*YOUR TASK*
Update the part of the rows that opens with the line containing "pool --coords pixels" and closes with the line containing "140L139 83L132 75L0" by replacing "outline" with "contour". Reproduce only those lines, leaving everything else in them unchanged.

START RECORDED DATA

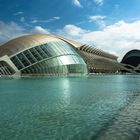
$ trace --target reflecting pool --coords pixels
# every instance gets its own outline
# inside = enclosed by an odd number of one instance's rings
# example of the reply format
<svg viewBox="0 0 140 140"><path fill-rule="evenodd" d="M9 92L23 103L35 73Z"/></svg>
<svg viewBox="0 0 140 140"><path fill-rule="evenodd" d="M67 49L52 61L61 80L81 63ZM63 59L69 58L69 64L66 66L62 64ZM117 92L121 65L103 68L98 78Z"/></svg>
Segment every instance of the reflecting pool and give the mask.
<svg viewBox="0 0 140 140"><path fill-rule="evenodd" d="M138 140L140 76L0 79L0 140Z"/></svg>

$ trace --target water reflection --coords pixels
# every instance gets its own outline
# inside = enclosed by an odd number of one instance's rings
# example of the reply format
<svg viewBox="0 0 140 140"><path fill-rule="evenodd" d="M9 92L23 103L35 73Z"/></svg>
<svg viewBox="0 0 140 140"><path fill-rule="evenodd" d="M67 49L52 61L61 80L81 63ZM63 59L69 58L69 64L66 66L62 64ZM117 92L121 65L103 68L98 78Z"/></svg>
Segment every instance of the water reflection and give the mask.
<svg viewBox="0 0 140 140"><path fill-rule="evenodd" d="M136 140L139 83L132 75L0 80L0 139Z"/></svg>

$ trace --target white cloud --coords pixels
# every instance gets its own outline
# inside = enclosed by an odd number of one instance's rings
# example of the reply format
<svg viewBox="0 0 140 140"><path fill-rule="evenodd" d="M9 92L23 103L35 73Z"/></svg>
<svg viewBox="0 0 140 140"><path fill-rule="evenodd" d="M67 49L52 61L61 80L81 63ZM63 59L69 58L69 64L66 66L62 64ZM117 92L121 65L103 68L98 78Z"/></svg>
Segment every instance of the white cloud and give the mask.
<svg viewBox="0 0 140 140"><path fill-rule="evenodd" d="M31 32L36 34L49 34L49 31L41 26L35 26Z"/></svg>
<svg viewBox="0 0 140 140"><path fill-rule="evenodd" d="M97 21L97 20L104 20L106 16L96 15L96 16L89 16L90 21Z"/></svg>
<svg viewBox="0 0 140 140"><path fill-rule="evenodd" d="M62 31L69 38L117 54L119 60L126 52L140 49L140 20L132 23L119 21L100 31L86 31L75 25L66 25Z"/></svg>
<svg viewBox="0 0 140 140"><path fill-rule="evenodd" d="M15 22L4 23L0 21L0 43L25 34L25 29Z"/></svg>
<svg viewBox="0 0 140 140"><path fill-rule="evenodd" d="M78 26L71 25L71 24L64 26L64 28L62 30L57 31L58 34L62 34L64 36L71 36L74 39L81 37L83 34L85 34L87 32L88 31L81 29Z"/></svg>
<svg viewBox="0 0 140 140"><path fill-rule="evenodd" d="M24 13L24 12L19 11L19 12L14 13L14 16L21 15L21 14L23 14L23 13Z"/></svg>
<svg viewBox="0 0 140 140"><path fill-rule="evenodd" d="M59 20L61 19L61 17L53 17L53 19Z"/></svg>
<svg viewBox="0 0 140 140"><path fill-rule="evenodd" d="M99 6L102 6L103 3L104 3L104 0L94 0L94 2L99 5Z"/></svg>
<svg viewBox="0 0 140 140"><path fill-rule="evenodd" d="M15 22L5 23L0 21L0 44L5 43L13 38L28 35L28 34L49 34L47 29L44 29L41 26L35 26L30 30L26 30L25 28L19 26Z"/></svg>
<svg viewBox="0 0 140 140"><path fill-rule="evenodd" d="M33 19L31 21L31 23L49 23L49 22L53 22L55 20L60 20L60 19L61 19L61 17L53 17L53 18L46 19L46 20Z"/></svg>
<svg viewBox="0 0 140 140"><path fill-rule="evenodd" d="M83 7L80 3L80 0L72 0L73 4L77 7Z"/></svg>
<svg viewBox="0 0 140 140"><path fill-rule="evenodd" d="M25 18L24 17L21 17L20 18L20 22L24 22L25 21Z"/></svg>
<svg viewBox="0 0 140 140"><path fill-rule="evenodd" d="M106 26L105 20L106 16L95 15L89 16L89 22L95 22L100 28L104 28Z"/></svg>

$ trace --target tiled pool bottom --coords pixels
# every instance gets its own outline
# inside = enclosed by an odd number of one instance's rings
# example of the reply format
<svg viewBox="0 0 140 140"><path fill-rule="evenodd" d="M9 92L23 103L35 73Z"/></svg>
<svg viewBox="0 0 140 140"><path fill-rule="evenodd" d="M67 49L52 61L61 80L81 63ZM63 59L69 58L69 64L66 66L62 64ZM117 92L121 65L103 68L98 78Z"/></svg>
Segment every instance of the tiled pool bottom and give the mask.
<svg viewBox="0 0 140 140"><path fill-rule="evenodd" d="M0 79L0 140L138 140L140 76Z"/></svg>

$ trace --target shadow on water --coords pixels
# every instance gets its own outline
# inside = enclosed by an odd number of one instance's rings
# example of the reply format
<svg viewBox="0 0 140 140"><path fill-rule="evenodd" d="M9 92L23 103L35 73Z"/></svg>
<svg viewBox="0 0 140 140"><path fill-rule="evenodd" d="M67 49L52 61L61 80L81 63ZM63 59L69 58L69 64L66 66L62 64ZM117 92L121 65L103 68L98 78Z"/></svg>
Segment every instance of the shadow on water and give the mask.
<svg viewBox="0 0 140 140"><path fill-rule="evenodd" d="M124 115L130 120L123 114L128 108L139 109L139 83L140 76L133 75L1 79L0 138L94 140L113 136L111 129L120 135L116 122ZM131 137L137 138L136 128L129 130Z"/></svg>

END RECORDED DATA
START RECORDED DATA

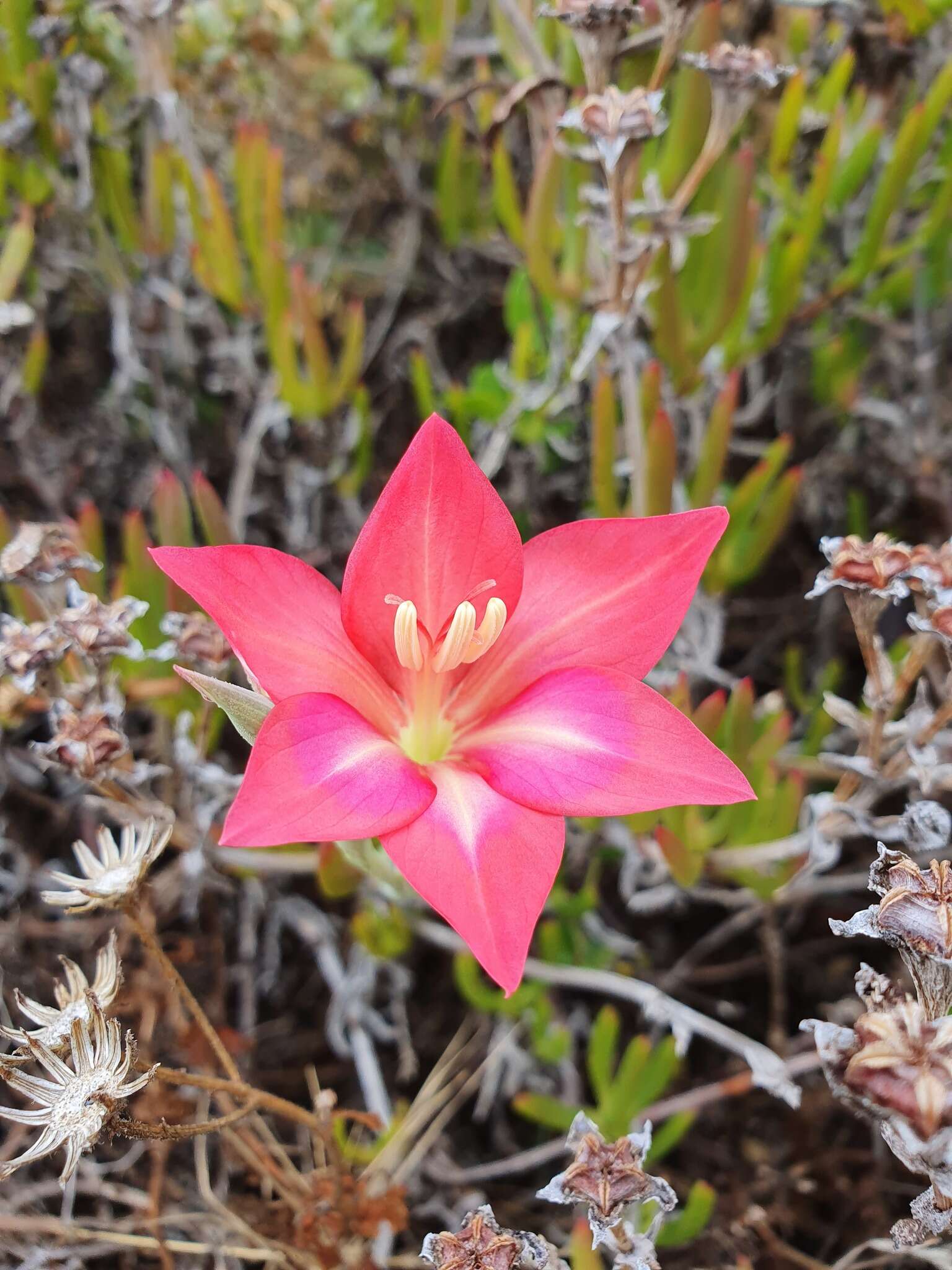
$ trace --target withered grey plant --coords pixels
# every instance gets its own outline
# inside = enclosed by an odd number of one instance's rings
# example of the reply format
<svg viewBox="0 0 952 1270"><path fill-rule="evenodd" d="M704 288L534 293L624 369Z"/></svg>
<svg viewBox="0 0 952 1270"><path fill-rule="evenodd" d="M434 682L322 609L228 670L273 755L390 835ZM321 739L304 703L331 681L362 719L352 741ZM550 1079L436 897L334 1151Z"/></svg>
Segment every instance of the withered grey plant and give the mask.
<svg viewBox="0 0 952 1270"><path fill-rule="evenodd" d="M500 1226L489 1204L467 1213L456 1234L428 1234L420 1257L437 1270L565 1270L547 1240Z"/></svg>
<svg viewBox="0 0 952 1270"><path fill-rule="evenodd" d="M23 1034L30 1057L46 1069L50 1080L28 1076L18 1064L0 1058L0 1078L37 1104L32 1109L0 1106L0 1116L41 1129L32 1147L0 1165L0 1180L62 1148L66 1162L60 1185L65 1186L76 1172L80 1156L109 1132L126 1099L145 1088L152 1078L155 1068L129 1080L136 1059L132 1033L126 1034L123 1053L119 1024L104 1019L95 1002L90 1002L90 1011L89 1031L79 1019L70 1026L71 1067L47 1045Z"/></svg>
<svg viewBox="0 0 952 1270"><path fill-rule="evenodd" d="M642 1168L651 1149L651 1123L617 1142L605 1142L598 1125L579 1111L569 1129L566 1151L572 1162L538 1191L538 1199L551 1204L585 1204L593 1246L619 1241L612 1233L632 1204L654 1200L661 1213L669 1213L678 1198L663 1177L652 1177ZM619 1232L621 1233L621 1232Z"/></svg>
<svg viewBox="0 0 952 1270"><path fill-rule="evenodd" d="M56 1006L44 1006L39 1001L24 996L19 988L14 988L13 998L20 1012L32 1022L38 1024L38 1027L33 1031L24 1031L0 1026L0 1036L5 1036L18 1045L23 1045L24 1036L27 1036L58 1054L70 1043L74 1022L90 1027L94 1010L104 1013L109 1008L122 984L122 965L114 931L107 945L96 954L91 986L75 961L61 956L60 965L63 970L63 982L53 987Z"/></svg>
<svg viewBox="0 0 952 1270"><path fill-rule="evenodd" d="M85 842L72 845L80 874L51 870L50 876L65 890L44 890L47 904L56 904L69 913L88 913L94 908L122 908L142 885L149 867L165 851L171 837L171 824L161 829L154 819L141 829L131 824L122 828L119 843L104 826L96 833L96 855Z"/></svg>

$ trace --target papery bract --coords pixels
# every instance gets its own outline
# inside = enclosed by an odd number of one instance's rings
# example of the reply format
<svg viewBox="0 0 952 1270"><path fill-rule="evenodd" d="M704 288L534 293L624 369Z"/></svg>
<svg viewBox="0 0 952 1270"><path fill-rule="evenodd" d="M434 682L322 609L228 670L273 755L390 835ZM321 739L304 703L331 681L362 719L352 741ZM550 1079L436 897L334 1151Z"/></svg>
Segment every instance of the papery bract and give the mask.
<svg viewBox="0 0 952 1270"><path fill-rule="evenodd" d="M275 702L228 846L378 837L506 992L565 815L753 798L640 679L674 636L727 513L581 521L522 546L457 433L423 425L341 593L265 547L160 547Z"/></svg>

END RECORDED DATA

*RESULT OF THE EXERCISE*
$ trace --target reflecting pool --coords pixels
# every instance gets its own contour
# inside = enclosed by an odd number of one instance's rings
# example of the reply format
<svg viewBox="0 0 140 140"><path fill-rule="evenodd" d="M9 92L23 103L35 73Z"/></svg>
<svg viewBox="0 0 140 140"><path fill-rule="evenodd" d="M67 49L52 61L61 80L81 63ZM63 59L69 58L69 64L66 66L62 64ZM117 92L121 65L103 68L98 78Z"/></svg>
Segment every instance of the reflecting pool and give the mask.
<svg viewBox="0 0 140 140"><path fill-rule="evenodd" d="M138 140L140 76L0 79L0 140Z"/></svg>

$ trace --target water reflection --coords pixels
# every instance gets its own contour
# inside = enclosed by an odd number of one instance's rings
# example of the reply format
<svg viewBox="0 0 140 140"><path fill-rule="evenodd" d="M9 92L23 103L35 73Z"/></svg>
<svg viewBox="0 0 140 140"><path fill-rule="evenodd" d="M67 49L52 61L61 80L81 63ZM63 59L69 58L69 64L66 66L62 64ZM117 92L121 65L103 68L98 78Z"/></svg>
Segment every instance of the water reflection and give the mask.
<svg viewBox="0 0 140 140"><path fill-rule="evenodd" d="M136 140L139 83L132 75L0 80L0 139Z"/></svg>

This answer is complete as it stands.